◆ WORK TO BE COMPLETED ◆
Find the line with "Practice step: find the plain" in the entries below. Repeat it, every following line, and the line with "Practice step: find the neck", exactly and with nothing added.

◆ Referring expression data ◆
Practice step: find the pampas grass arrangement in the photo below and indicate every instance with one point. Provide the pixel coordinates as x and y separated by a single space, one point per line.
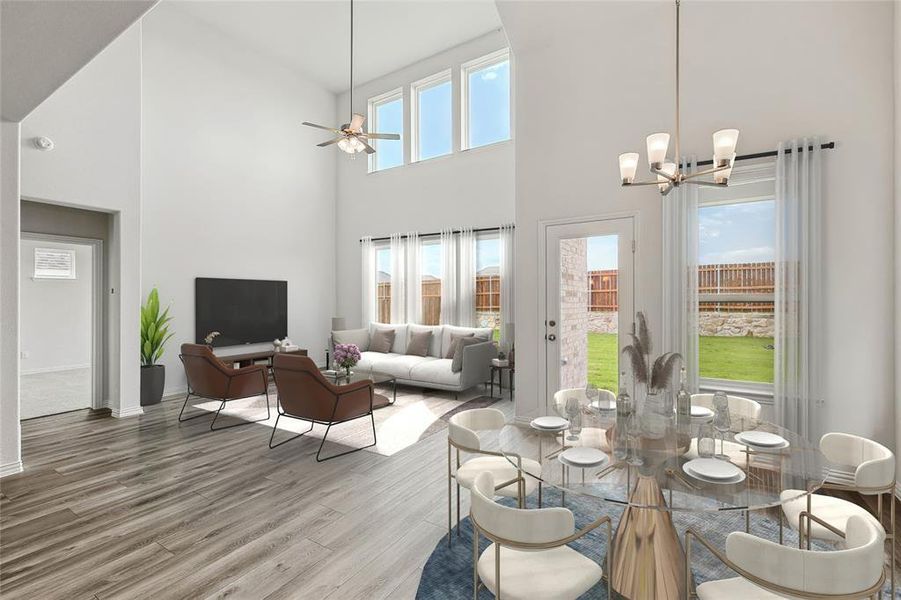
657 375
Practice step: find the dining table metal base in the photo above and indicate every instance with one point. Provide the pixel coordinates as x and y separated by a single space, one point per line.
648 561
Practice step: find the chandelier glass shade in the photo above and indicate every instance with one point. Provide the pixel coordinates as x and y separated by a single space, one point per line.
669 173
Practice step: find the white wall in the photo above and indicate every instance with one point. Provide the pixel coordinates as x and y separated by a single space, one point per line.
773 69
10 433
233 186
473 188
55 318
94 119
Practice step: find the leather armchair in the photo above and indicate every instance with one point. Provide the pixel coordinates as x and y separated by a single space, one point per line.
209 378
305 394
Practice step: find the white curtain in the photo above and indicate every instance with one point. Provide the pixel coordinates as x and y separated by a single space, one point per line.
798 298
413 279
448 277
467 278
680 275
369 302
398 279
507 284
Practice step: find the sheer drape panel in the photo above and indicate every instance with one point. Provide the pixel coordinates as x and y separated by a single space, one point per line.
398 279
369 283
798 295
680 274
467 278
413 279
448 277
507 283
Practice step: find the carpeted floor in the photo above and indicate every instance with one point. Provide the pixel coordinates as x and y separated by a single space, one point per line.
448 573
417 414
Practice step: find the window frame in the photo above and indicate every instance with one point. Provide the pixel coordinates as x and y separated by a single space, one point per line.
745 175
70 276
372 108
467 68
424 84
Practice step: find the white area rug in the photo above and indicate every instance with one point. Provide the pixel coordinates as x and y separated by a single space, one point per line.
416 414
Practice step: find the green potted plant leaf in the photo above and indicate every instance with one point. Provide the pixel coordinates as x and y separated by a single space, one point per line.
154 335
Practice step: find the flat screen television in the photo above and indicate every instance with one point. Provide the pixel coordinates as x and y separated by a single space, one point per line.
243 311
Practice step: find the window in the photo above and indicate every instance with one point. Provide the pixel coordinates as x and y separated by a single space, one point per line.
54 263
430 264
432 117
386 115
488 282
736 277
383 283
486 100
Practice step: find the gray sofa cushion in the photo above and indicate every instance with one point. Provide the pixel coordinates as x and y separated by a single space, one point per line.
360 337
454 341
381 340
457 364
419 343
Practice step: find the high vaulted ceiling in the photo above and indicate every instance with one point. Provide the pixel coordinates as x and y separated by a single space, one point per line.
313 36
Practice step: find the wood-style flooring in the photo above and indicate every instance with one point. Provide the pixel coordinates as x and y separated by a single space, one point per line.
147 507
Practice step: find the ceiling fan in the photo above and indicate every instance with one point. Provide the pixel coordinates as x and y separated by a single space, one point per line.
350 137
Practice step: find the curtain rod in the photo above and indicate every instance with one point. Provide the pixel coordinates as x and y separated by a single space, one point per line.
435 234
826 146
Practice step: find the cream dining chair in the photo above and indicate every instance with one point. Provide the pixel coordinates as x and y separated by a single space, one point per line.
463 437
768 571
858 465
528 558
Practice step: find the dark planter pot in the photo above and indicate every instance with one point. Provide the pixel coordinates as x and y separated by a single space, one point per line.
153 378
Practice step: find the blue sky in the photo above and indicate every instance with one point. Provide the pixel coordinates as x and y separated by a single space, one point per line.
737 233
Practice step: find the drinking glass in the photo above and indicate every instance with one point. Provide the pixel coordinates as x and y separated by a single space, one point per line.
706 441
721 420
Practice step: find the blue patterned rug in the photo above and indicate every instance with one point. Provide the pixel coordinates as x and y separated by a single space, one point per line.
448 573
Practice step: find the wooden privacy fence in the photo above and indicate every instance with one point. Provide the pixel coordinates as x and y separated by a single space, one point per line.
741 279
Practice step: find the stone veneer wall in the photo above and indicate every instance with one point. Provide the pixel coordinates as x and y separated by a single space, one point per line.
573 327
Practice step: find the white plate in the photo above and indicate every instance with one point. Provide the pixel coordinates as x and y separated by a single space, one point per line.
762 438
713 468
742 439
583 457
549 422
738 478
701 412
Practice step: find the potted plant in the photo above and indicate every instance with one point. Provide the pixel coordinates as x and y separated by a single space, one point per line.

---

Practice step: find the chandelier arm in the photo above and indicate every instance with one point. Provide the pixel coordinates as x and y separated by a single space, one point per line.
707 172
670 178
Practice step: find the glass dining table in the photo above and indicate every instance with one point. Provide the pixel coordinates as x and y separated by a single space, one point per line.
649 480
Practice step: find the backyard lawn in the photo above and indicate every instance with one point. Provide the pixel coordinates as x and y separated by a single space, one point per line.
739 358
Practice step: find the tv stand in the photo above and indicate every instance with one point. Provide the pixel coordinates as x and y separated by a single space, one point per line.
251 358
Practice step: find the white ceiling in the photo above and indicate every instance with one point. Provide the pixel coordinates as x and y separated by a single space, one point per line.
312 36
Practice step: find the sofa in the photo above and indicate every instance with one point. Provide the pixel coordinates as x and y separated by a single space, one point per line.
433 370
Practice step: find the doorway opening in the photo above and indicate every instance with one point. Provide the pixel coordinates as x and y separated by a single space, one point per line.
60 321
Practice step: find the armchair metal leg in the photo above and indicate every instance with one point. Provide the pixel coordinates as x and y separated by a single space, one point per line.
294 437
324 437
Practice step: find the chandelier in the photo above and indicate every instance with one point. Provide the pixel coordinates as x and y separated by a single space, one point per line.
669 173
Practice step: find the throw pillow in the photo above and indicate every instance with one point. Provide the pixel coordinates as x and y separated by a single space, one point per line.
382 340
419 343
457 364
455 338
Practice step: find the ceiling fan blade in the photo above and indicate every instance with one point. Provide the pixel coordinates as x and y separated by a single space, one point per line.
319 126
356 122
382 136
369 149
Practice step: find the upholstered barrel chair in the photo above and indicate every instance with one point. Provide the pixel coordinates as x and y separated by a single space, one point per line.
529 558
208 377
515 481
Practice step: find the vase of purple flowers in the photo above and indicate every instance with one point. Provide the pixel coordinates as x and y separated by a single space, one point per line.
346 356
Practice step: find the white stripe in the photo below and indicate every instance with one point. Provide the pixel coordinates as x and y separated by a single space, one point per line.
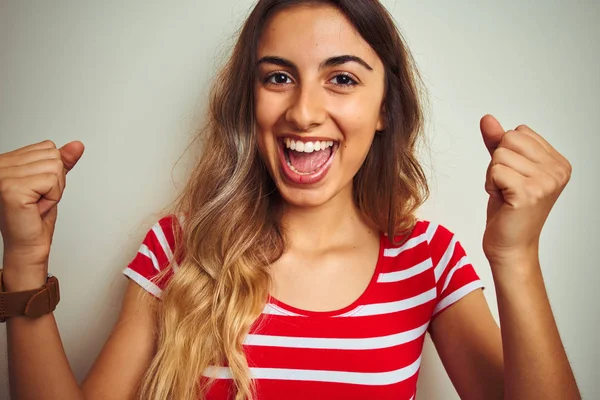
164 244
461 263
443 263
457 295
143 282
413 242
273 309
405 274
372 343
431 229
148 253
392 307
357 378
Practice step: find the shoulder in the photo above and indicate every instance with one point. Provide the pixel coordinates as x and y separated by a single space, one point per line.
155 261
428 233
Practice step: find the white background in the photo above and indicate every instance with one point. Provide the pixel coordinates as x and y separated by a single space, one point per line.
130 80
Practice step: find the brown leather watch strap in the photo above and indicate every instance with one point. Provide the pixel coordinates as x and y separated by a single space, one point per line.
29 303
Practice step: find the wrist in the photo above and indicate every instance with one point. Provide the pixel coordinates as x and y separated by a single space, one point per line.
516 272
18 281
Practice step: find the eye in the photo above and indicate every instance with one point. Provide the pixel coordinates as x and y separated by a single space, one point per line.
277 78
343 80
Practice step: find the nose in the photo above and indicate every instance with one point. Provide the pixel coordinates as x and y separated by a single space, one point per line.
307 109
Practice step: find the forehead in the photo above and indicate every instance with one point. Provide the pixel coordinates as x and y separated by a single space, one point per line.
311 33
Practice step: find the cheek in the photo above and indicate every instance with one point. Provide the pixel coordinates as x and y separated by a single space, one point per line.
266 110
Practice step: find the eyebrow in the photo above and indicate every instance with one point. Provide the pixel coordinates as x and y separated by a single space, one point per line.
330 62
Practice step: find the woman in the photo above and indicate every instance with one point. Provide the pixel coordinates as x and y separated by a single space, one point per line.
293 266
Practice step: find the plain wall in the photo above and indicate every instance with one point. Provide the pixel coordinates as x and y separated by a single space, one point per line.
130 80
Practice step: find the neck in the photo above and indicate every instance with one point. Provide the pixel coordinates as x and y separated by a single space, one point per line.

◆ REPLY ◆
Practice step: find the plain wall in the photo above and indicate every instance with one point. Provide the pixel coordinates as x and y separated by a single space, one point per line.
130 80
Practice step: find the neck in the photo above and indicate every instance with one point. Provide the pixel coordinates as x and y separated by a single space, one point per line.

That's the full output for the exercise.